Entries from a pointing dataset
****************

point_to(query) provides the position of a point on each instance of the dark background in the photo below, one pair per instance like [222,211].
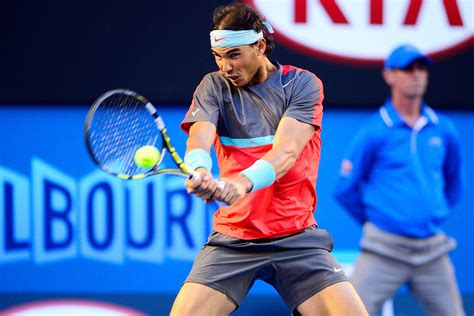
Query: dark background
[69,52]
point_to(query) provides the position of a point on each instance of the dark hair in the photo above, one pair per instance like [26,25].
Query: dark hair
[240,16]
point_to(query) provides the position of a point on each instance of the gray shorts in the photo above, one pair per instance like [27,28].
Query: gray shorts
[297,266]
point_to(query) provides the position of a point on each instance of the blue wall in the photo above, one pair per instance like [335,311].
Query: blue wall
[60,239]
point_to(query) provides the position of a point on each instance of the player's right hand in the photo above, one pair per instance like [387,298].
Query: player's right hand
[204,186]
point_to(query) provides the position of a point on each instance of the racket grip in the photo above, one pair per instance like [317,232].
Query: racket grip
[220,184]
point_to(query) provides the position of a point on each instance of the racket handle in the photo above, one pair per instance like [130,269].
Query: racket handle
[220,184]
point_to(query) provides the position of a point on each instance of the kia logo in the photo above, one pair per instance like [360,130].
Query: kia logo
[365,31]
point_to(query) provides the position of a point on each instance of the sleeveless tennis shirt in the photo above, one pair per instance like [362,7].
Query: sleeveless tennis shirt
[246,119]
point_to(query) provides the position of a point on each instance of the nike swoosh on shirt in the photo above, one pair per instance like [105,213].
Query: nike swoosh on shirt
[288,82]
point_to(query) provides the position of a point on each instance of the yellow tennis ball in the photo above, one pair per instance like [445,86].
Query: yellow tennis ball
[147,156]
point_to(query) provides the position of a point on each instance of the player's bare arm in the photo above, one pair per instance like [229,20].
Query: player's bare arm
[201,136]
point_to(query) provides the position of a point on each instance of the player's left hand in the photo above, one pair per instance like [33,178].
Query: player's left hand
[234,189]
[203,187]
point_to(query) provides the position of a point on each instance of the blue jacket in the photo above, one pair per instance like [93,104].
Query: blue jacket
[402,179]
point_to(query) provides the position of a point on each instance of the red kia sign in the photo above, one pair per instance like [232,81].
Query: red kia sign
[367,30]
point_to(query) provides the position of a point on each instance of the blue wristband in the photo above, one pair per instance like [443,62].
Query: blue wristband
[198,158]
[261,174]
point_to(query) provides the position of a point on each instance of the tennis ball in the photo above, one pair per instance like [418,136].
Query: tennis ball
[146,156]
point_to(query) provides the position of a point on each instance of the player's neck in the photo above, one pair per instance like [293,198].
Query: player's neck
[264,71]
[408,107]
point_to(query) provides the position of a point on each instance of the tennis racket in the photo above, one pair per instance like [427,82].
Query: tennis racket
[117,125]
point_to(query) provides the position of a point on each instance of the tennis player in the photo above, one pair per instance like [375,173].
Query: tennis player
[264,120]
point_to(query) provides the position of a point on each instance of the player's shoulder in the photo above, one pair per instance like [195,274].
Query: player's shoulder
[441,120]
[298,75]
[294,71]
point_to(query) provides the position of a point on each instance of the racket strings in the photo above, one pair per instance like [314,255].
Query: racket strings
[119,127]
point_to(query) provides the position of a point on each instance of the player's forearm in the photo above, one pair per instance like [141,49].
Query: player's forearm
[201,135]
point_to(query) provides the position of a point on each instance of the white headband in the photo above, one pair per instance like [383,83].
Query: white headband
[229,38]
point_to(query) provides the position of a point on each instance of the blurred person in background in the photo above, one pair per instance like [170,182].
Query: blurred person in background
[399,179]
[264,120]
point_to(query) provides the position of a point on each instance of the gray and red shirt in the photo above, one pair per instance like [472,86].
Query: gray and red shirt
[246,119]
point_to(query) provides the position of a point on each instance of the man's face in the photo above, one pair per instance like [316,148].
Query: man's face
[410,81]
[239,64]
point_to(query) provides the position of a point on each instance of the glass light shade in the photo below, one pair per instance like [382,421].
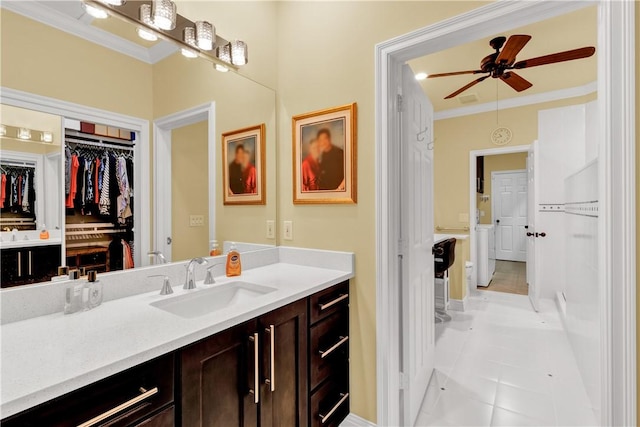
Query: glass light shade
[189,36]
[188,53]
[96,12]
[113,2]
[224,53]
[47,136]
[239,52]
[205,35]
[24,133]
[164,14]
[146,35]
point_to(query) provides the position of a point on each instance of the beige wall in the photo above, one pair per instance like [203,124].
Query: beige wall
[501,162]
[189,191]
[455,137]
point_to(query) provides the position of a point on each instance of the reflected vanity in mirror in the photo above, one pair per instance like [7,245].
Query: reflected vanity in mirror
[134,166]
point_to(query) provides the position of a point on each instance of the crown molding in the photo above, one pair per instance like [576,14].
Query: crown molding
[521,101]
[82,28]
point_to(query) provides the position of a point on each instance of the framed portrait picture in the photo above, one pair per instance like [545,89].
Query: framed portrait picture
[324,156]
[243,166]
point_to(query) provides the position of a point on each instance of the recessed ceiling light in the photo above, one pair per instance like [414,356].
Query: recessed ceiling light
[95,11]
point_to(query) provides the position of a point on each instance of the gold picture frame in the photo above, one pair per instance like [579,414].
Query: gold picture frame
[244,166]
[325,156]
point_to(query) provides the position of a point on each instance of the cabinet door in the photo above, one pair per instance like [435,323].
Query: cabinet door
[285,359]
[219,377]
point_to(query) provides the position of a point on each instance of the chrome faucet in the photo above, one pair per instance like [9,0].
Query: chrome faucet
[190,282]
[159,255]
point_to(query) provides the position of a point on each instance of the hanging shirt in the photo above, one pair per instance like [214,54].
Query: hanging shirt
[3,190]
[73,178]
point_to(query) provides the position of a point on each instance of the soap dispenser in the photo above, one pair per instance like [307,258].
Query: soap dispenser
[234,266]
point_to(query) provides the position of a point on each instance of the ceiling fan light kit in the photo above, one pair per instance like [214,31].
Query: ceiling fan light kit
[501,63]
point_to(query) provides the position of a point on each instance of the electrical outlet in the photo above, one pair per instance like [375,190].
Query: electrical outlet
[196,220]
[271,229]
[288,230]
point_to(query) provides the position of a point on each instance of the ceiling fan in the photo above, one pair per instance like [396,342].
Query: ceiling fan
[498,65]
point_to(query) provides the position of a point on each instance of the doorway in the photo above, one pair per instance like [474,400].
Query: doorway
[616,23]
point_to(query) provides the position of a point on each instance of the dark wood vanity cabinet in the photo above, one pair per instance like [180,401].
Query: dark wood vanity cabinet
[286,368]
[29,265]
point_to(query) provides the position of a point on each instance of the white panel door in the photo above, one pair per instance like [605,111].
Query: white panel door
[534,289]
[416,231]
[509,192]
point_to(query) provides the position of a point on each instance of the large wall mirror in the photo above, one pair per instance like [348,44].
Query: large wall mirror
[122,148]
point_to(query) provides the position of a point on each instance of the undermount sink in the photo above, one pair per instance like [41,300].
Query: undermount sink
[203,301]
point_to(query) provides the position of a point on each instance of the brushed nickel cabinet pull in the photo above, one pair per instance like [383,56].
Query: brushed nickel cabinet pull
[325,418]
[271,330]
[342,297]
[129,403]
[325,353]
[256,368]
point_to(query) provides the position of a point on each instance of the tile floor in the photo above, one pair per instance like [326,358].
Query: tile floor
[499,363]
[510,277]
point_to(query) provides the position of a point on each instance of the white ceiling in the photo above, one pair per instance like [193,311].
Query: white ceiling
[570,31]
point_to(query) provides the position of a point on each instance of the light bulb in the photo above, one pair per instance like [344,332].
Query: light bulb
[47,136]
[146,35]
[96,12]
[188,53]
[164,14]
[205,35]
[24,133]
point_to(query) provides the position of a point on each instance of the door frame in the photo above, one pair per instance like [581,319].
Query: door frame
[71,110]
[162,131]
[493,199]
[616,104]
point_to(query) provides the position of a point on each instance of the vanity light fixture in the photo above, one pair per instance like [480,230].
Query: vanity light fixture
[239,53]
[164,14]
[96,12]
[205,35]
[145,18]
[24,133]
[47,136]
[113,2]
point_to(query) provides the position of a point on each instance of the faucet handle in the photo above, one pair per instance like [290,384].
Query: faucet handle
[166,285]
[209,280]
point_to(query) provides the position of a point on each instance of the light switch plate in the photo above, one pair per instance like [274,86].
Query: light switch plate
[288,230]
[196,220]
[271,229]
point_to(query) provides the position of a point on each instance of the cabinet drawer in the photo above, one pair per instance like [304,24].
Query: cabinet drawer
[330,348]
[120,400]
[329,301]
[330,404]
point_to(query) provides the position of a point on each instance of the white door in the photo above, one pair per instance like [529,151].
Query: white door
[532,164]
[509,193]
[416,231]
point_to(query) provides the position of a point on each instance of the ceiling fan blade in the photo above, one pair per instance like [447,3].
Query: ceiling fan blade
[512,48]
[455,73]
[515,81]
[568,55]
[462,89]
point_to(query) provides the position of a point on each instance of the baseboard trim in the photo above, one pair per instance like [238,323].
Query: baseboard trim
[458,304]
[353,420]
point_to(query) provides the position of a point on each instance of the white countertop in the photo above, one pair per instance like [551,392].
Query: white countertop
[48,356]
[437,238]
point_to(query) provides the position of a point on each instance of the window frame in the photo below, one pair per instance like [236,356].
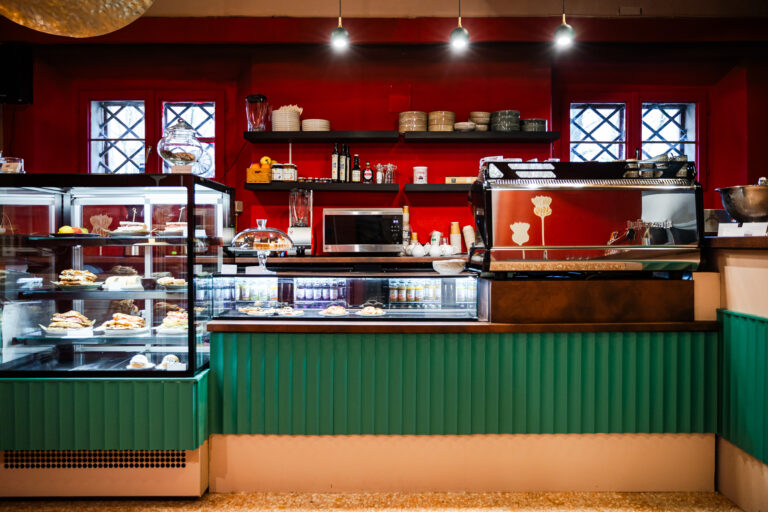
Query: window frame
[153,119]
[634,99]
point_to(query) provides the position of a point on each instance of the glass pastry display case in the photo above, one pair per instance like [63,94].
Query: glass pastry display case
[98,274]
[343,296]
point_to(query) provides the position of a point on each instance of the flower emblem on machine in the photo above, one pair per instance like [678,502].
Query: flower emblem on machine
[520,233]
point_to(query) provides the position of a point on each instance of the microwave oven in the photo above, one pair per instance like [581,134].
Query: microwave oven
[375,230]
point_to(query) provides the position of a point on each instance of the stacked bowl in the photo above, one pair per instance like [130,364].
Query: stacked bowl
[481,120]
[441,121]
[315,125]
[413,121]
[285,121]
[505,121]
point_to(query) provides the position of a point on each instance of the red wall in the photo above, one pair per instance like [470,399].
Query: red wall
[366,87]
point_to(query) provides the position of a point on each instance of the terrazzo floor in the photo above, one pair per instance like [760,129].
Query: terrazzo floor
[393,502]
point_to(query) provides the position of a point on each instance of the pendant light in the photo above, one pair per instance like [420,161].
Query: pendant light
[339,35]
[564,33]
[459,36]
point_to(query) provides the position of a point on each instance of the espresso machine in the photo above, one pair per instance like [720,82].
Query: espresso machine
[300,220]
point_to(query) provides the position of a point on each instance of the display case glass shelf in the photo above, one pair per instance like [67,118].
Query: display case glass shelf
[344,296]
[99,274]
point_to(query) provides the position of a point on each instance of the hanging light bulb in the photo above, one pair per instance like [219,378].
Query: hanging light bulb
[564,33]
[339,35]
[459,36]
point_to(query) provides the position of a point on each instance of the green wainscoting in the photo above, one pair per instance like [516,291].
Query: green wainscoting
[744,394]
[531,383]
[104,414]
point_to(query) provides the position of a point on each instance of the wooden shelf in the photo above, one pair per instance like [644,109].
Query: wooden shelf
[317,137]
[437,187]
[510,137]
[328,187]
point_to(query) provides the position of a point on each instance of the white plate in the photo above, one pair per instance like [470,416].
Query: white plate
[149,366]
[89,286]
[86,332]
[360,313]
[295,312]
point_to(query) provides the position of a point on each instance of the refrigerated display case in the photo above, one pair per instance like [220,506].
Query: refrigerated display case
[344,296]
[99,274]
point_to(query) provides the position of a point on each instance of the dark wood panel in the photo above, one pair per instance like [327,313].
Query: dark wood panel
[343,326]
[591,301]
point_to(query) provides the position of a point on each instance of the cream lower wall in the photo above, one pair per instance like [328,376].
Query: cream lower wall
[191,480]
[568,462]
[742,478]
[744,281]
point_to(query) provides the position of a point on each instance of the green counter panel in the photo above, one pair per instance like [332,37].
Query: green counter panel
[104,414]
[463,383]
[744,399]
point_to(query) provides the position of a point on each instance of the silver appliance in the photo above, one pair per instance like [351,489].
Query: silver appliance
[586,217]
[369,230]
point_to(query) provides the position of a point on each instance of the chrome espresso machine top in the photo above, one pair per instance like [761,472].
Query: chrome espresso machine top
[586,217]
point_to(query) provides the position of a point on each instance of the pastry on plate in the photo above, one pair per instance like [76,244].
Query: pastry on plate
[139,362]
[72,277]
[334,311]
[121,321]
[371,311]
[69,320]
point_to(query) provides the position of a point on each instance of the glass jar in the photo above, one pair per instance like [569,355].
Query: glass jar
[180,148]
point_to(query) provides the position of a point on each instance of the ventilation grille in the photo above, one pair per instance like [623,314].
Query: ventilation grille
[83,459]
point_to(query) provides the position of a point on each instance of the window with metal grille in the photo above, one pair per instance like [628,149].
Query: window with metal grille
[117,137]
[598,132]
[669,128]
[200,115]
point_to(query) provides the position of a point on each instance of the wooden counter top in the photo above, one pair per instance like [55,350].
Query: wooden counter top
[374,326]
[735,242]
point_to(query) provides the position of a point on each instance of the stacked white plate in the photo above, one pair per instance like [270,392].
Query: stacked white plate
[285,121]
[315,125]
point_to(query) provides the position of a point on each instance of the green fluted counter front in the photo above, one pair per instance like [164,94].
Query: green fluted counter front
[374,382]
[104,414]
[744,414]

****************

*What needs to be done*
Output the line holding "instance like [569,355].", then every later line through the end of the records above, exactly as given and nothing else.

*Answer to the problem*
point_to(query) provides the position of a point on each instance of the glass jar in the photo above, one pair per instance like [569,355].
Query: glass jar
[180,148]
point_to(query) provides the position of a point on each instance of the ventilation grille in the photo above, one pair per instance like [623,314].
Query: ventilation grille
[83,459]
point_to(query) provides the position of a point on each instance of the window with metal grille in the photo above, one pair per instance like [628,149].
Query: window with metal grille
[117,137]
[598,132]
[669,128]
[200,115]
point_to(query) provides the position of a point on each instance of the wooden counter top in the photo above, one pair per instance like [55,350].
Query: wooden counter top
[374,326]
[735,242]
point_to(query) provides the position of a point on each instance of the stacked white plate in the photo above, one pair per instance like [270,392].
Query: stacked white plate
[285,121]
[315,125]
point_to(query) provides the position of a point on each instance of the green fluted counter front in the photo above, one pair per instance like [164,94].
Query: green fluted counter front
[374,382]
[104,414]
[744,414]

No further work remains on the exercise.